→ **Aim of the task**
Your job is to restate each entry word for word.

Segment Open

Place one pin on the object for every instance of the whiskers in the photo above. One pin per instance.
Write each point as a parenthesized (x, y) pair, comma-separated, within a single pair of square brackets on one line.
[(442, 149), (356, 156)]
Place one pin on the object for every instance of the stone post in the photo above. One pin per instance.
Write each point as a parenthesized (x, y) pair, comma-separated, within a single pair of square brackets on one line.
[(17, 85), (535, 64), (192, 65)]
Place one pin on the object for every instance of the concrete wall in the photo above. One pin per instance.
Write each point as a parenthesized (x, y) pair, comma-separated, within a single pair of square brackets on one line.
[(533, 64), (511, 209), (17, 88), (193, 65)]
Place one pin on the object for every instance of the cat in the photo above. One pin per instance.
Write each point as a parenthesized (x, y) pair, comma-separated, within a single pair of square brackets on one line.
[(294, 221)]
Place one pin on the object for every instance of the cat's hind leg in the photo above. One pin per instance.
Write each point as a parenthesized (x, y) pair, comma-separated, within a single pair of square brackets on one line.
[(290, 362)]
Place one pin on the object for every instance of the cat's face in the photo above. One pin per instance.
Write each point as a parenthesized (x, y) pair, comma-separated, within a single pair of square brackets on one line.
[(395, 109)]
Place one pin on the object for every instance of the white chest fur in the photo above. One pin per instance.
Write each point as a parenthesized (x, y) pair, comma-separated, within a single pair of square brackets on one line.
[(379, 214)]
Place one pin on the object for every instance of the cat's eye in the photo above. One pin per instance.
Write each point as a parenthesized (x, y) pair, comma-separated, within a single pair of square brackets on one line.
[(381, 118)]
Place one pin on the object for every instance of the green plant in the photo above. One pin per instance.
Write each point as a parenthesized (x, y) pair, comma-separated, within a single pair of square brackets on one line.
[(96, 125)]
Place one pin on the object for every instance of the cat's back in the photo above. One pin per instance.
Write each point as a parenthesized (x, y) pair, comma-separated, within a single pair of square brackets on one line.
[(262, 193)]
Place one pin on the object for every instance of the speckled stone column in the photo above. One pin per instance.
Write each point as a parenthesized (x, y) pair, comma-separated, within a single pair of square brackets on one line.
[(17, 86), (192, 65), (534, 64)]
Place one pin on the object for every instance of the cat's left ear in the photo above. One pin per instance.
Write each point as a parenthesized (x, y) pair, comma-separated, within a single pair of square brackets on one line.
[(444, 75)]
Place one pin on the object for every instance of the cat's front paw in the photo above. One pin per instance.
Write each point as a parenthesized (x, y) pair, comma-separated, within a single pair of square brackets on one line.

Segment Closed

→ **Answer area**
Place one pin on the object for every instance of the whiskers in the photo above. One pin per instance.
Write each point as a parenthesized (x, y) pair, comma-separated, within a single pair of square brackets on one line.
[(442, 149), (356, 156)]
Place one pin on the object for every instance of the stone post in the photo above. One pin per instance.
Write each point as a parenthesized (x, y) pair, comma-separated, within a single pair of square brackets on one line.
[(17, 85), (535, 64), (192, 65)]
Place one pin on the object for every instance of the concrete wall in the photo above. One pin per instance.
Write each point as a parenthesized (x, y) pair, comma-separated, within a single pair of square brackets on one line.
[(533, 64), (511, 209), (17, 88), (193, 65)]
Place one pin on the object for every instance of the cat in the photo above. One pin per instance.
Write each point as a parenthesized (x, y) pair, comma-separated, within a single pair of square brackets on one line.
[(294, 221)]
Place one pin on the object for every instance of the cat's hind leg in the photo above. One pin per instance.
Write each point as a parenthesized (x, y) pair, comma-separated, within a single pair of square brackets on one line.
[(290, 362)]
Place one pin on the object for every instance of the cat's face in the photo above. One pin per instance.
Write each point as a parenthesized (x, y) pair, comma-separated, within a single pair of square brackets on one line.
[(395, 109)]
Place one pin on the object for every instance of the white chest fur in the photo above. One pin per instance.
Write each point as a parenthesized (x, y) pair, comma-separated, within a single pair of square brackets on one line.
[(379, 214)]
Place one pin on the object for every instance of the cat's eye in the photo above. One pin per instance.
Write each point as a parenthesized (x, y) pair, comma-separated, within a single pair of square brackets on one line.
[(381, 118)]
Place one pin on the object for every instance of the green plant in the photo above. One pin per instance.
Write each point as a parenthesized (x, y) pair, comma-separated, within a single pair of square brackets on one line.
[(96, 125)]
Place one pin on the object for every instance of the cat's back in the photo above. One pin per instance.
Write each point as a parenthesized (x, y) pair, comma-separated, within a single pair of square brackets on one line.
[(262, 193)]
Place one pin on the object for every instance of the speckled stone column in the photo above. One pin per instance.
Write each point as a parenthesized (x, y) pair, comma-separated, within a single pair of square brackets on one line.
[(17, 86), (192, 65), (534, 64)]
Place one pin on the object for every instance of the cat's left ear in the photo above. One pin per instance.
Write each point as a parenthesized (x, y) pair, comma-separated, within a single pair of square brackets on one line.
[(444, 75)]
Place one pin on the object for every instance of the cat's front paw in the photo above. One pin per instance.
Write each point as a parenthesized (x, y) pair, comma-separated, within a single pair of square brackets on one line.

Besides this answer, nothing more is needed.